_Source excerpt_.

Government planning inspectors look set to decide whether a Romany Gypsy family which created an unauthorised home in open countryside after finding living on a council-run travellers’ site “intolerable” should be allowed to remain there.
An agent for Oathie Sykes’ family told North Yorkshire Council’s Thirsk and Malton planning committee an appeal would be launched over its decision to refuse consent for a change of land use near Sheriff Hutton, north of York, to a four-pitch traveller site and to use an existing building for storage and breeding small pedigree dogs.
Ahead of the meeting the family had claimed restricting the site to their use would breach their human rights as they had spent a “vast” amount of money developing the site, having moved on to it three years ago without permission.
The decisions follow years of mounting tensions over the site, with the family accusing the authority of failing to provide a sufficient number of places where three generations could live together and local residents claiming planning officers had failed to enforce rules others must abide by.

_Requests_.
(1) In the news excerpt, how many pitches did the proposed traveller site near Sheriff Hutton have?
(2) Rewrite the part of the news excerpt that opens with the words containing "An agent for" and closes with "must abide by.", replacing "site" with "plot".
(3) According to the news excerpt, why did the family claim that restricting the site to their use would breach their human rights?

_Provided material_.
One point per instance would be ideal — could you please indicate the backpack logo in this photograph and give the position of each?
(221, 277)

_Response list_.
(1) Four pitches.

(2)
An agent for Oathie Sykes’ family told North Yorkshire Council’s Thirsk and Malton planning committee an appeal would be launched over its decision to refuse consent for a change of land use near Sheriff Hutton, north of York, to a four-pitch traveller plot and to use an existing building for storage and breeding small pedigree dogs.
Ahead of the meeting the family had claimed restricting the plot to their use would breach their human rights as they had spent a “vast” amount of money developing the plot, having moved on to it three years ago without permission.
The decisions follow years of mounting tensions over the plot, with the family accusing the authority of failing to provide a sufficient number of places where three generations could live together and local residents claiming planning officers had failed to enforce rules others must abide by.

(3) The family said it would breach their human rights because they had spent a "vast" amount of money developing the site. They had moved onto it three years earlier without permission.